DATA RECORDS.
····················

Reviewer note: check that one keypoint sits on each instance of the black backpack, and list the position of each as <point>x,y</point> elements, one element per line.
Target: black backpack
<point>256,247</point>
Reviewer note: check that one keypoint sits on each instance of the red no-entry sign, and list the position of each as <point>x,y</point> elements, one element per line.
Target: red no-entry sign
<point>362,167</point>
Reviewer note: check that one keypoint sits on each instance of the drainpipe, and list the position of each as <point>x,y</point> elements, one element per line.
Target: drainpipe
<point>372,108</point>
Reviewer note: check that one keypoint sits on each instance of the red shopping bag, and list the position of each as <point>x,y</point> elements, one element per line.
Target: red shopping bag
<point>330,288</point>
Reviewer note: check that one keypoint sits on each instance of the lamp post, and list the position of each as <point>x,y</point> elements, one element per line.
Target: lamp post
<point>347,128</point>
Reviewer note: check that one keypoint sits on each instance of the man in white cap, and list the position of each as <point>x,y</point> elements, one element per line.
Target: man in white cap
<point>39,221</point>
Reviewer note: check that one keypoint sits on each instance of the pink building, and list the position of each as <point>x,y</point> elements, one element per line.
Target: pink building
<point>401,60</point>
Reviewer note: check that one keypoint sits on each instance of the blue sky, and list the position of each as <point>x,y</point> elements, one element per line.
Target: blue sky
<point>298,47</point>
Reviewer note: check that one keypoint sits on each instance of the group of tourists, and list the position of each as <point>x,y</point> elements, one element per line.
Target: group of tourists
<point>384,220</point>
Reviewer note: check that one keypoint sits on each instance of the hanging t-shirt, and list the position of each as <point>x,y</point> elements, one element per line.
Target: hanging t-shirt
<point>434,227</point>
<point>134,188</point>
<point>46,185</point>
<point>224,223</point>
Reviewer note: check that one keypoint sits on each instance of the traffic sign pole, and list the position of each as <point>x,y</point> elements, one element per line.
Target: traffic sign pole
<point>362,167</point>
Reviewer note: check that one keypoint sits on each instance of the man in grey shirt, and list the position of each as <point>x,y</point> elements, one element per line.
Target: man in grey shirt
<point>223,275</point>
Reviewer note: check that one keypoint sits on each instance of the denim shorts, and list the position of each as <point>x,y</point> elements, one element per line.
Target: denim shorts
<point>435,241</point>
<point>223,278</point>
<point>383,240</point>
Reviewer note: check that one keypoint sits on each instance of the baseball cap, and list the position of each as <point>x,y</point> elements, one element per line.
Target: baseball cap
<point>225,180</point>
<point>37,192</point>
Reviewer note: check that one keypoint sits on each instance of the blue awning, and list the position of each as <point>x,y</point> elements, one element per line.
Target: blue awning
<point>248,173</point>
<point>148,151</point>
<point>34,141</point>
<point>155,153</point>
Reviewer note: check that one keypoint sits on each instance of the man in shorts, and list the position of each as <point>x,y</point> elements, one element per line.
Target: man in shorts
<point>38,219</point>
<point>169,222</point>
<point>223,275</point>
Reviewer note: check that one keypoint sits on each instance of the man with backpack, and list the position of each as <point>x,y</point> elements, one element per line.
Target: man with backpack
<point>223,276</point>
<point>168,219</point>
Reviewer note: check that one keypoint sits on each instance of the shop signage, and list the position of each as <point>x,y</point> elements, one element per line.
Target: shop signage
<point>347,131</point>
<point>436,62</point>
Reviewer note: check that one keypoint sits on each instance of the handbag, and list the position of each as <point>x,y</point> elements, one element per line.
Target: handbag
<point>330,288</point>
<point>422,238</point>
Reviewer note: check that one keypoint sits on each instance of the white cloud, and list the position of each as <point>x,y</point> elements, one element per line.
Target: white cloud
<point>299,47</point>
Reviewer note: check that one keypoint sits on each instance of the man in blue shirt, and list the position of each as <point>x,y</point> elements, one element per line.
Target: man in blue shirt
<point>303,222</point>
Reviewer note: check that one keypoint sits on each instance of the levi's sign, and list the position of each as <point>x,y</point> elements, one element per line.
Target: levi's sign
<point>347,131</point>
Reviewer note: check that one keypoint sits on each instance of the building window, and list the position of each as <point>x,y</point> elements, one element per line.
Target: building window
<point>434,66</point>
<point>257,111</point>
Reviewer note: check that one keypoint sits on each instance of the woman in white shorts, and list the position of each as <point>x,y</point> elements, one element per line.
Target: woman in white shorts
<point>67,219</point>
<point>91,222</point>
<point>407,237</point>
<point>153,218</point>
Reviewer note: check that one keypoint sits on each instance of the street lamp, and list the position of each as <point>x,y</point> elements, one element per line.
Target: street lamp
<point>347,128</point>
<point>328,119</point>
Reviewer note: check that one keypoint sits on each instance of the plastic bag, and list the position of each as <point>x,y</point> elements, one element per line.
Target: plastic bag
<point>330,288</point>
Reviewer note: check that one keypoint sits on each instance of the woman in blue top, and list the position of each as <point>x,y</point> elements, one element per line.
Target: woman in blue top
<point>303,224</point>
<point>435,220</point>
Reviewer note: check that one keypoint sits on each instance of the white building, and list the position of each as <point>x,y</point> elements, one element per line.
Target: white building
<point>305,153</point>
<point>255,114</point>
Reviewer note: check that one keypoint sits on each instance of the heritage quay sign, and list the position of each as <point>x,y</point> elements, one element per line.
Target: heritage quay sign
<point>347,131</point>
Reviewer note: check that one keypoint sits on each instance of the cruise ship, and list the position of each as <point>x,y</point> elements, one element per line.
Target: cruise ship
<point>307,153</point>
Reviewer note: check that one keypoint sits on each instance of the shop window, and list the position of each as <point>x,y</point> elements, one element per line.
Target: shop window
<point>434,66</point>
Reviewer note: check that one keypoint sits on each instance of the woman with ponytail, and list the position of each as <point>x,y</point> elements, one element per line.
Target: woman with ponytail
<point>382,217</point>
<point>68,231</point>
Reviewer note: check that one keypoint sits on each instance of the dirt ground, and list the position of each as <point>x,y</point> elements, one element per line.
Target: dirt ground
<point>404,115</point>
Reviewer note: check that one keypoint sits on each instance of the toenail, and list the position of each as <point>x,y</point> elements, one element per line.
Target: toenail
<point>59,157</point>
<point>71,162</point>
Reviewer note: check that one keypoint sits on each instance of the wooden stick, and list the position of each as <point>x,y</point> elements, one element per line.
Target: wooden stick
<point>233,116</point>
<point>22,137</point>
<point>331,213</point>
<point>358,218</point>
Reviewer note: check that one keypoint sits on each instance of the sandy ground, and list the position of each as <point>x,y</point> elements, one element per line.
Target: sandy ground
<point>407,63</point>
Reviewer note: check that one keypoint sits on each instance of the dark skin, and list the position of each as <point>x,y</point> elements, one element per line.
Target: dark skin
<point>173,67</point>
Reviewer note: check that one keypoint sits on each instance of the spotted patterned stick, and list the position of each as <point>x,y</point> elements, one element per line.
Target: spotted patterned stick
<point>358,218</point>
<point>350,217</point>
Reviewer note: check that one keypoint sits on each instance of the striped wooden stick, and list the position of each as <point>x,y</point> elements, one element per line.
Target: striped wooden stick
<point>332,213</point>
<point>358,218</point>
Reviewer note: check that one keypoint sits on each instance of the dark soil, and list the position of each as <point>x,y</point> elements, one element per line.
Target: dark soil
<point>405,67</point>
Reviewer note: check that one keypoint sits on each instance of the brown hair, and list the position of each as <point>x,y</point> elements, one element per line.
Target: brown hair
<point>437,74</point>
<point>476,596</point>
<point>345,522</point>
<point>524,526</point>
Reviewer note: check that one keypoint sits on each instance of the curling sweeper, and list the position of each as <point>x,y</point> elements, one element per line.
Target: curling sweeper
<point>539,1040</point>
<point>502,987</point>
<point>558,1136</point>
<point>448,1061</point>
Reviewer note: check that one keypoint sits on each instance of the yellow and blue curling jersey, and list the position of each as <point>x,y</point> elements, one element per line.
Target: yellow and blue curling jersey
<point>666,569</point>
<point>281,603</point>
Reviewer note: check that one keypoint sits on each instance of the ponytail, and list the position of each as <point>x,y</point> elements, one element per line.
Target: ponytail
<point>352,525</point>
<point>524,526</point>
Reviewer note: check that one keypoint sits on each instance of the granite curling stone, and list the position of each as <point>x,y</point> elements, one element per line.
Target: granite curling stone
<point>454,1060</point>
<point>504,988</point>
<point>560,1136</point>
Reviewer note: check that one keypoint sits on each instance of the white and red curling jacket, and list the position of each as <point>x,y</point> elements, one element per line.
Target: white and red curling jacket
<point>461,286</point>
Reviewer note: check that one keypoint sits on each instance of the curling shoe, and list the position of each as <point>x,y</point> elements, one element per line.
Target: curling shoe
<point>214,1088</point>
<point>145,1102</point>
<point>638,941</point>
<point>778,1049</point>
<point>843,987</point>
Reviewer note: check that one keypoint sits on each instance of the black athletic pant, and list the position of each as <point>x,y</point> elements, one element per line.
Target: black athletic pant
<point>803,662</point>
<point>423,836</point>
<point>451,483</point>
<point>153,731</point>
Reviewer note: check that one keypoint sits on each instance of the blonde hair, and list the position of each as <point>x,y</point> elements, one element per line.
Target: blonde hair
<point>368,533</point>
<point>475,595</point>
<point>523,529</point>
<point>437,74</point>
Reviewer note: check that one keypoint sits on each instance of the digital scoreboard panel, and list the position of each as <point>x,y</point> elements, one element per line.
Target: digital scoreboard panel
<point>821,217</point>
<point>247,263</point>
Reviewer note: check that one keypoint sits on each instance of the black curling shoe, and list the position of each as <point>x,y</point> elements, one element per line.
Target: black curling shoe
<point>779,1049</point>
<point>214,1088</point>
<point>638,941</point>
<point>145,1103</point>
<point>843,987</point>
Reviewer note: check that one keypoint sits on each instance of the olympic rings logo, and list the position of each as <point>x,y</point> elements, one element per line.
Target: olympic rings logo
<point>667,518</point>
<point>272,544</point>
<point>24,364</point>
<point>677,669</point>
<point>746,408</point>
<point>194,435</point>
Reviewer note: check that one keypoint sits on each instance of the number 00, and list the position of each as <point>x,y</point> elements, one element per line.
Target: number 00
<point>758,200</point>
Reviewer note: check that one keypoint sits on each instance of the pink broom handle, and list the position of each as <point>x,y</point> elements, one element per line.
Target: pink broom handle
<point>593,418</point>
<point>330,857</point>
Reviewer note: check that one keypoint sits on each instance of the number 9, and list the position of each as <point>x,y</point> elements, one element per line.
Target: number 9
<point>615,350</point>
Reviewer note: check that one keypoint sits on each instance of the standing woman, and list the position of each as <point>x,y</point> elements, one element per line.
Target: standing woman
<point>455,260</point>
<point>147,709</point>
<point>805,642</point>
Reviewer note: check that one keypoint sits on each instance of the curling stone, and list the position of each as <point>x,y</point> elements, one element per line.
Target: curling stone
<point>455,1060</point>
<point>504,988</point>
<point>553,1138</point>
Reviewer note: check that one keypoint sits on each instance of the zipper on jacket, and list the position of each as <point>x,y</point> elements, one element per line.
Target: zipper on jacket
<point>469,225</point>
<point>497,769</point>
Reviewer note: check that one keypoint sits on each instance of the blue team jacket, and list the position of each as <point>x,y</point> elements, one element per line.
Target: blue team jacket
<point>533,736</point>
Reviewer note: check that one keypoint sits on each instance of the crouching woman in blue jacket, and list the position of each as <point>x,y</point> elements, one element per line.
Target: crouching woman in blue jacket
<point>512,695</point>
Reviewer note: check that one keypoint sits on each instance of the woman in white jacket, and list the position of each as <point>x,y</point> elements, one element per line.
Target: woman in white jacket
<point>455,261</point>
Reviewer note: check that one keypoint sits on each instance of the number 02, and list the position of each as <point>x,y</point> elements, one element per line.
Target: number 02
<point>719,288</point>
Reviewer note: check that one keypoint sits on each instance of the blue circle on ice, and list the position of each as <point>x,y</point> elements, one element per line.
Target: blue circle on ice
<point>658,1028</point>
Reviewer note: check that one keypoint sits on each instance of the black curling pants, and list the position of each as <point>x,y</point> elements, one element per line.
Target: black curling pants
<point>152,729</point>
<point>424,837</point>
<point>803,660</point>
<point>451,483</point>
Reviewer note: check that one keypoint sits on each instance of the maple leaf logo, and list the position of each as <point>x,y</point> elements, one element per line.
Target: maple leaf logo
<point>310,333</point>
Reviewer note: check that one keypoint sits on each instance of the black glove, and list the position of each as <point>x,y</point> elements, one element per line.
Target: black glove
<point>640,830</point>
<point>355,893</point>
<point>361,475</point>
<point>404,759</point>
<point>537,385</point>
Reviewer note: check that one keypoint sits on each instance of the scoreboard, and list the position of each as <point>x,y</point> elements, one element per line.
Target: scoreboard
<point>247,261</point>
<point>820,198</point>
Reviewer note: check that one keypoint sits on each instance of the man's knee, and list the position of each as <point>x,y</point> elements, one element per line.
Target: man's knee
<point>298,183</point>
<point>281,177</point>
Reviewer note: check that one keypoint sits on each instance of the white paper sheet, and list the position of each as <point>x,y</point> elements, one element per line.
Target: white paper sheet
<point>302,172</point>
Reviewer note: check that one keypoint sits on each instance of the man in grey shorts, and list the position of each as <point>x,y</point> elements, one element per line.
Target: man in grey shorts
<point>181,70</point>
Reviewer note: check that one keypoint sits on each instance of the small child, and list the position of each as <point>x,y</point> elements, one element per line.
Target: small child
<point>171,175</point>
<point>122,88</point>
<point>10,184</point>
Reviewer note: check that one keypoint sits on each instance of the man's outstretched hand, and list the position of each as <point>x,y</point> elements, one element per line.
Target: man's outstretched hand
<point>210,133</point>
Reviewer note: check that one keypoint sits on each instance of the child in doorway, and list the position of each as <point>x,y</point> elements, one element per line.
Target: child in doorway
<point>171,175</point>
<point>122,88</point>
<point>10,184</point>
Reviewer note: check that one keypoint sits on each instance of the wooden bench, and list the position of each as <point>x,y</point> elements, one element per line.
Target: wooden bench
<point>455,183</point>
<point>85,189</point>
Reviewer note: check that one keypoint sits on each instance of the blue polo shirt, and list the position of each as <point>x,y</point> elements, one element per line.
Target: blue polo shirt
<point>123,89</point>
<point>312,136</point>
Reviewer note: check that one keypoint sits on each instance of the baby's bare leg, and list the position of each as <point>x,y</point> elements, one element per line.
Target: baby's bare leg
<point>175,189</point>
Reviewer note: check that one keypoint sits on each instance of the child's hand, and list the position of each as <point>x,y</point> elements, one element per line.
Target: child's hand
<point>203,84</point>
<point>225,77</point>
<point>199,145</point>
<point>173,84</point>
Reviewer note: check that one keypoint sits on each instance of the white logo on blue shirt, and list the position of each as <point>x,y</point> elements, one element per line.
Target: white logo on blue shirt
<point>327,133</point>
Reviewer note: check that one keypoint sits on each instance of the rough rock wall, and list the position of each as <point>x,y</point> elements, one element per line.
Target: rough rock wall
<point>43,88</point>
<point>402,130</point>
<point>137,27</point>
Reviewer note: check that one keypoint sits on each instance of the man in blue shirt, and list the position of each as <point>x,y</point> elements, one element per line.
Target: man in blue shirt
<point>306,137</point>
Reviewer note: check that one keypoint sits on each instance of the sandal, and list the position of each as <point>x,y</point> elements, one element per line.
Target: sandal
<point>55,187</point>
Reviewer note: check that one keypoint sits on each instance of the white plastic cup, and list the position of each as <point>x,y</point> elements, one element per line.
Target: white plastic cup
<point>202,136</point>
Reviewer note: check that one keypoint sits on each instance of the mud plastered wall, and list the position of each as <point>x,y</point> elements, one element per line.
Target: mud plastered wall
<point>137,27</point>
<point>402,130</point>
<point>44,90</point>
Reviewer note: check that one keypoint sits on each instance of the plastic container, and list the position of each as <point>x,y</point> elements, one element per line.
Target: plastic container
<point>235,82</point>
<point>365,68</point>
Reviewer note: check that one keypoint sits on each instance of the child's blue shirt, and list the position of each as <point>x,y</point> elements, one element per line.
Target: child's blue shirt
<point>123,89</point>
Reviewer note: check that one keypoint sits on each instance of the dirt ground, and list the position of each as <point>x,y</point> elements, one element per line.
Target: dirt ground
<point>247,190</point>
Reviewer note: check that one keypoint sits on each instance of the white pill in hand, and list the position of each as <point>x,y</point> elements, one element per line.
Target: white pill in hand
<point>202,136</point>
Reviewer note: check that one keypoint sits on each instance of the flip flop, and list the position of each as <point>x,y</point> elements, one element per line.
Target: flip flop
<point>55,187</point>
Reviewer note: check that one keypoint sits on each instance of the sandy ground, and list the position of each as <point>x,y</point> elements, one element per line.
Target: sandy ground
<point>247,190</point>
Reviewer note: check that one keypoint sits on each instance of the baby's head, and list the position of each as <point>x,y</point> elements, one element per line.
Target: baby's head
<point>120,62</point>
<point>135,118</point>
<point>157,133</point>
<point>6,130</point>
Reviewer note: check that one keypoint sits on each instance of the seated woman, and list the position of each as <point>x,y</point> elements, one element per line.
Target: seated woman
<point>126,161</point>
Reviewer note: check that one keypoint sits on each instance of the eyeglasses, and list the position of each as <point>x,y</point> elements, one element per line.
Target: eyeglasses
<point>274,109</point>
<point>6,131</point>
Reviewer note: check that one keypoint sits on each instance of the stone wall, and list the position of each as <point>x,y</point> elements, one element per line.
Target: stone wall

····················

Copy the items above word for word, from the line containing "child's hand, and" through the line containing "<point>306,137</point>", including both of those lines.

Reviewer note: check that one keypoint sits on each instance of the child's hand, and list the position of each as <point>x,y</point> elements, one element per line.
Target: child's hand
<point>203,84</point>
<point>225,77</point>
<point>199,145</point>
<point>173,84</point>
Reviewer note: check that one keypoint sits on each instance of the white logo on blue shirt, and list the position of each as <point>x,y</point> elements, one element per line.
Target: white logo on blue shirt
<point>327,133</point>
Reviewer note: check that one keypoint sits on each instance of the rough rock wall, and list the position of each as <point>x,y</point> elements, one element per line.
Target: rough rock wall
<point>43,88</point>
<point>402,130</point>
<point>137,27</point>
Reviewer note: check that one keypoint sits on each instance of the man in blue shirt, and list the position of each as <point>x,y</point> elements, one element per line.
Target: man in blue shirt
<point>306,137</point>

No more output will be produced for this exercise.